SET TASK A: According to the country-count exercise, what does the function return when countrycodes.csv has no entry for the most common country?

SUPPLIED PASSAGE:
=-=-=-=-=

0.6 Most Common Country

mostCommonCountry tells which country has the most entries in geolocation data. The correct name for specific countrycode can be found from countrycodes.csv. The columns in countrycodes.csv are seperated by “,”. More specifially, the file is structured like this:

Fiji,FJ
Finland,FI
France,FR

param data: an RDD containing multiple Array[“name”, “countryCode”, “dem”].
param codeData: data from countrycodes.csv file

return: most common country as String e.g Finland or empty string “” if countrycodes.csv doesn’t have that entry.

countryCodes = sc.textFile("countrycodes.csv")

def mostCommonCountry(data, codeData):
    cunt = data.map(lambda x: (x[1],1))
    summ = cunt.reduceByKey(lambda a,b: a + b)
    iterm = codeData.map(lambda x: x.split(","))
    revind = iterm.map(lambda x: (x[1],x[0]))
    out = revind.join(summ).collect()
    a1 = sc.parallelize(out)
    a2 = a1.map(lambda x: (x[1][1],x[1][0]))
    if a2.isEmpty():
        return ""
    a3 = a2.sortByKey(False)

=-=-=-=-=

SET TASK B: Format the lines of the records as a numbered list, from the line containing "of the airplane" through the line containing "56 L 10 62 L", inclusive. Leave out blank lines.

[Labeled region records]
=-=-=-=-=

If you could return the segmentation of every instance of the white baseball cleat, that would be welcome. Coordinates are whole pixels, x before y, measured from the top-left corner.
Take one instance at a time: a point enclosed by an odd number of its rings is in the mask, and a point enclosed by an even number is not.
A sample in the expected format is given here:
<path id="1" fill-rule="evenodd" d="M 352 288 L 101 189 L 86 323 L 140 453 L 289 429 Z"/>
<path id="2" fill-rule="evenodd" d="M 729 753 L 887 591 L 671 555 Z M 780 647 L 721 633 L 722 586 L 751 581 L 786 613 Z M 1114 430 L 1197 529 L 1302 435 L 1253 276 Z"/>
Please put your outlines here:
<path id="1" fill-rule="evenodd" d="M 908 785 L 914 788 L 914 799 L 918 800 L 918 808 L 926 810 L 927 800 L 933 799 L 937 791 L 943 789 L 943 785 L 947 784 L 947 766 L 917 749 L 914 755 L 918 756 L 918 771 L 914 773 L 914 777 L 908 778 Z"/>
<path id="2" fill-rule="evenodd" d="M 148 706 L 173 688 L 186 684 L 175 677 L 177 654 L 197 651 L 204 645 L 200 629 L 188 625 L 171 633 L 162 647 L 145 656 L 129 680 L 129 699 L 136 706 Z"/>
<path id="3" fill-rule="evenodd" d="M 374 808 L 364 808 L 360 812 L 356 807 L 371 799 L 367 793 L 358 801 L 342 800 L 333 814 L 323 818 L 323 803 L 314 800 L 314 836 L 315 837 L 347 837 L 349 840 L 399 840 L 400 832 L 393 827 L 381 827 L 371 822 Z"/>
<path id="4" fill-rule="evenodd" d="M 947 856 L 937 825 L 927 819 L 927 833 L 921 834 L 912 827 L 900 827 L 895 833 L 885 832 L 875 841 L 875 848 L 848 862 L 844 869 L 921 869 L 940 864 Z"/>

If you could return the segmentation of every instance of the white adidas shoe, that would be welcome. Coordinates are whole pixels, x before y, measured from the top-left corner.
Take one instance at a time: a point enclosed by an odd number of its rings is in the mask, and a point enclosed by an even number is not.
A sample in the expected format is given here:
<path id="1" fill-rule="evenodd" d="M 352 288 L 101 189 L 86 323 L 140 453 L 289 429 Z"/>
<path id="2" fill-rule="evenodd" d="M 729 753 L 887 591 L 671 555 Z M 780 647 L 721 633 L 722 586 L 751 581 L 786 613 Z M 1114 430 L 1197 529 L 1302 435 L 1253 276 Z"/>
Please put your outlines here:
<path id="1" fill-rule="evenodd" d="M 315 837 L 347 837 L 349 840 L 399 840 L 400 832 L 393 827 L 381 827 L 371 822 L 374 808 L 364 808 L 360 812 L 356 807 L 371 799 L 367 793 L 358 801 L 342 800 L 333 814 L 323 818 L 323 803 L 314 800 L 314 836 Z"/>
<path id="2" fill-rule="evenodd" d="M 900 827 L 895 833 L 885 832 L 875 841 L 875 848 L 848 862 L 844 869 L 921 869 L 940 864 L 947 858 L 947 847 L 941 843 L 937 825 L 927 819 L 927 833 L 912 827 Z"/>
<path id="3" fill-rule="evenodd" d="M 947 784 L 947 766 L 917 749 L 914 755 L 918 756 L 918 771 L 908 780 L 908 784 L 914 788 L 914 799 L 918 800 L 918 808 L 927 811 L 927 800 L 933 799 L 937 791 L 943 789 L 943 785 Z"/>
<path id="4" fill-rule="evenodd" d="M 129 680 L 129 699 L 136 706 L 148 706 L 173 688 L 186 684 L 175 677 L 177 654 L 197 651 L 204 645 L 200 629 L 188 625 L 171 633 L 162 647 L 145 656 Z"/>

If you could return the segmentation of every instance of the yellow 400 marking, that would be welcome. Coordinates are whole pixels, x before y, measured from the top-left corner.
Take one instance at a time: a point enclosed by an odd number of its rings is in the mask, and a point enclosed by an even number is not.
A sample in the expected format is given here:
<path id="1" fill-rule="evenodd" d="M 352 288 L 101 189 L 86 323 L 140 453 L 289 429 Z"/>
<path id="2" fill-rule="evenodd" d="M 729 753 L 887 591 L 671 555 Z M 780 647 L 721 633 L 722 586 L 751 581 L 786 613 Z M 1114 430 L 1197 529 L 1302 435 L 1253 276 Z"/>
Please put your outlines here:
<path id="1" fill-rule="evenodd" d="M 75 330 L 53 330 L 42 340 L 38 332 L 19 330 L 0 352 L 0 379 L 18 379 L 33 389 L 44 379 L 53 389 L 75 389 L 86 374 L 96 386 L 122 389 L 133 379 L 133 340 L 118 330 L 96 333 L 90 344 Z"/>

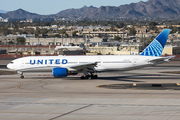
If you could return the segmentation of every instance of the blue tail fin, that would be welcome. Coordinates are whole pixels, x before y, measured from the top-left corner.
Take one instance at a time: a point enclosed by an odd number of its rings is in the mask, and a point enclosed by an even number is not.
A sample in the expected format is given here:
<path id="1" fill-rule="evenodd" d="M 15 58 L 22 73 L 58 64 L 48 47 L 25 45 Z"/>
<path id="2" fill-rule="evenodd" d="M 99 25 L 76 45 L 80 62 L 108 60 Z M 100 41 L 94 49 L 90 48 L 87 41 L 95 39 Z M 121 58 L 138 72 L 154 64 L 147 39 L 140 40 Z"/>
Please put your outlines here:
<path id="1" fill-rule="evenodd" d="M 160 57 L 162 55 L 169 33 L 170 29 L 164 29 L 140 55 Z"/>

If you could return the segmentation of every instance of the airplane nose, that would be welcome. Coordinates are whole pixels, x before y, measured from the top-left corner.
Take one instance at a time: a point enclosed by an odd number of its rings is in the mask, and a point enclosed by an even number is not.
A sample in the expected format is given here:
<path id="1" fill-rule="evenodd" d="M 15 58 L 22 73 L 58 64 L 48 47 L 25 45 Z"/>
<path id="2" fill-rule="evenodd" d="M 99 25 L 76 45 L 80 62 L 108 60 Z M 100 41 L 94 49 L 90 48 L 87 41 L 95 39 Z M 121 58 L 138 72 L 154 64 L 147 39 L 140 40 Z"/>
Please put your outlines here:
<path id="1" fill-rule="evenodd" d="M 8 64 L 8 65 L 7 65 L 7 68 L 8 68 L 8 69 L 13 69 L 13 65 L 12 65 L 12 64 Z"/>

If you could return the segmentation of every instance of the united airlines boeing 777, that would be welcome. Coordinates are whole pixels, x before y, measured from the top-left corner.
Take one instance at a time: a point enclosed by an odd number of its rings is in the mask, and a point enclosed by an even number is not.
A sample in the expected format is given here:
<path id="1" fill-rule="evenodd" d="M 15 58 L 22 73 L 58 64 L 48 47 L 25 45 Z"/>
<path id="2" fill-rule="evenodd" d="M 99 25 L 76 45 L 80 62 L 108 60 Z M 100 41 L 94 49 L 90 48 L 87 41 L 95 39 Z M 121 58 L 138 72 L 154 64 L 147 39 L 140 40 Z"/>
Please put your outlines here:
<path id="1" fill-rule="evenodd" d="M 83 73 L 86 79 L 97 78 L 97 72 L 127 71 L 169 61 L 161 57 L 170 29 L 163 30 L 140 55 L 31 56 L 10 62 L 7 67 L 23 72 L 52 72 L 54 77 Z"/>

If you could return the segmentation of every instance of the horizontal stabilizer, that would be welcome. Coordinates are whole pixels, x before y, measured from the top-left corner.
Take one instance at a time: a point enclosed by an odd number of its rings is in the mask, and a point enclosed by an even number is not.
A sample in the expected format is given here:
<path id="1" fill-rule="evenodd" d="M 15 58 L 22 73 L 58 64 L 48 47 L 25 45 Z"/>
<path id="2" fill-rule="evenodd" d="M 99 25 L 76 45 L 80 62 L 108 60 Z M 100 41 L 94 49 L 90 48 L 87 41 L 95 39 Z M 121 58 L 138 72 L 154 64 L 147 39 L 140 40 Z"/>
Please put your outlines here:
<path id="1" fill-rule="evenodd" d="M 140 55 L 160 57 L 167 42 L 169 33 L 170 29 L 164 29 Z"/>

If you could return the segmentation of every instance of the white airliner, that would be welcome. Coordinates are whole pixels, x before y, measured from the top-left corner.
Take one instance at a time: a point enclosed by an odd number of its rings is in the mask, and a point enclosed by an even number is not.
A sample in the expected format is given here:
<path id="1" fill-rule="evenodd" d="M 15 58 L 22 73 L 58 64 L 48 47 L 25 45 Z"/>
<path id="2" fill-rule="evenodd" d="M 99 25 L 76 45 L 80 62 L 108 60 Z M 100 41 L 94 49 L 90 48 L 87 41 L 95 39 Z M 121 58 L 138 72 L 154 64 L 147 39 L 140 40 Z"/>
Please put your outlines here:
<path id="1" fill-rule="evenodd" d="M 7 67 L 20 73 L 52 72 L 54 77 L 83 73 L 86 79 L 97 78 L 97 72 L 127 71 L 169 61 L 161 57 L 170 29 L 163 30 L 140 55 L 31 56 L 10 62 Z"/>

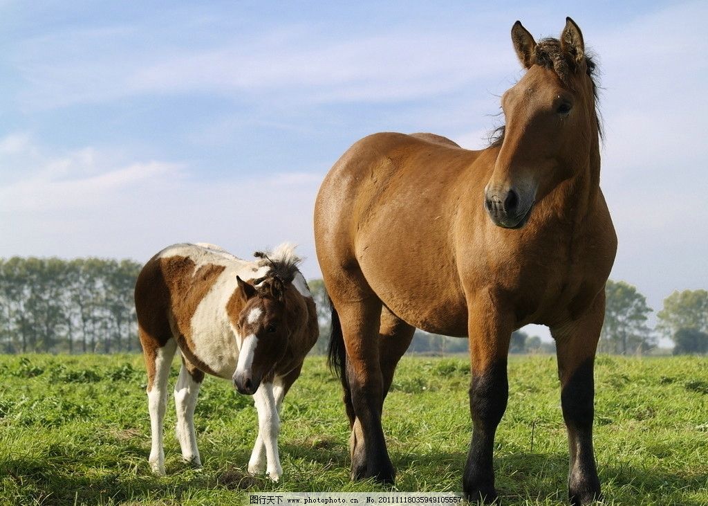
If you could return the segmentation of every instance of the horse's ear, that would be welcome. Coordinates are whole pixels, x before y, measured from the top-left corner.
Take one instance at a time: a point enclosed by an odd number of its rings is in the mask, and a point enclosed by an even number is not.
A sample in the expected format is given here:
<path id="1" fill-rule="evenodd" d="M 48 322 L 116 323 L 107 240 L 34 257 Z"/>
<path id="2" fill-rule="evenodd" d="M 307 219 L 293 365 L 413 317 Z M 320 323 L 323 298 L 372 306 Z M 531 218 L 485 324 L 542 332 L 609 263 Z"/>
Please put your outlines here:
<path id="1" fill-rule="evenodd" d="M 516 56 L 519 57 L 521 64 L 525 69 L 530 68 L 533 64 L 533 52 L 536 48 L 536 41 L 533 35 L 529 33 L 529 30 L 522 26 L 521 21 L 517 21 L 511 27 L 511 42 L 514 45 Z"/>
<path id="2" fill-rule="evenodd" d="M 244 300 L 244 302 L 246 302 L 256 295 L 256 287 L 252 284 L 246 283 L 238 276 L 236 276 L 236 281 L 239 283 L 239 293 L 241 294 L 241 298 Z"/>
<path id="3" fill-rule="evenodd" d="M 585 58 L 585 43 L 583 33 L 570 18 L 566 18 L 566 28 L 561 34 L 561 49 L 577 65 Z"/>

=-=-=-=-=

FULL RESPONSE A: It returns an empty string.

FULL RESPONSE B:
1. If you could return the segmentation of every instance of the airplane nose, that would be welcome. Coordinates are whole pixels, x before y, measured from the top-left corner.
2. Take one instance at a time: a point enclosed by an odd number of its rings is in the mask, and a point enclosed by an even number is not.
3. A sample in the expected format is given here:
4. <path id="1" fill-rule="evenodd" d="M 15 58 L 22 73 L 58 64 L 48 47 L 25 45 Z"/>
5. <path id="2" fill-rule="evenodd" d="M 99 25 L 76 45 L 80 62 L 108 60 Z M 100 41 L 94 49 L 90 48 L 87 41 L 95 39 Z M 121 58 L 138 72 L 154 64 L 147 39 L 140 40 Z"/>
6. Please put your outlines here:
7. <path id="1" fill-rule="evenodd" d="M 8 64 L 8 65 L 7 65 L 7 68 L 8 68 L 8 69 L 13 69 L 13 65 L 12 65 L 12 64 Z"/>
8. If you could return the segmentation of every instance of the united airlines boeing 777, that would be welcome. Coordinates are whole pixels, x before y, measured from the top-left corner.
9. Take one instance at a time: a point enclosed by an odd number of its rings is in the mask, and a point enclosed by an even number is not.
10. A sample in the expected format is given here:
11. <path id="1" fill-rule="evenodd" d="M 15 58 L 22 73 L 58 64 L 48 47 L 25 45 Z"/>
12. <path id="2" fill-rule="evenodd" d="M 99 25 L 76 45 L 80 62 L 108 60 Z M 100 41 L 94 49 L 90 48 L 87 41 L 95 39 Z M 121 58 L 138 72 L 154 64 L 147 39 L 140 40 Z"/>
13. Please put your outlines here:
14. <path id="1" fill-rule="evenodd" d="M 83 73 L 86 79 L 97 78 L 97 72 L 127 71 L 169 61 L 161 57 L 170 29 L 163 30 L 140 55 L 31 56 L 10 62 L 7 67 L 23 72 L 52 72 L 54 77 Z"/>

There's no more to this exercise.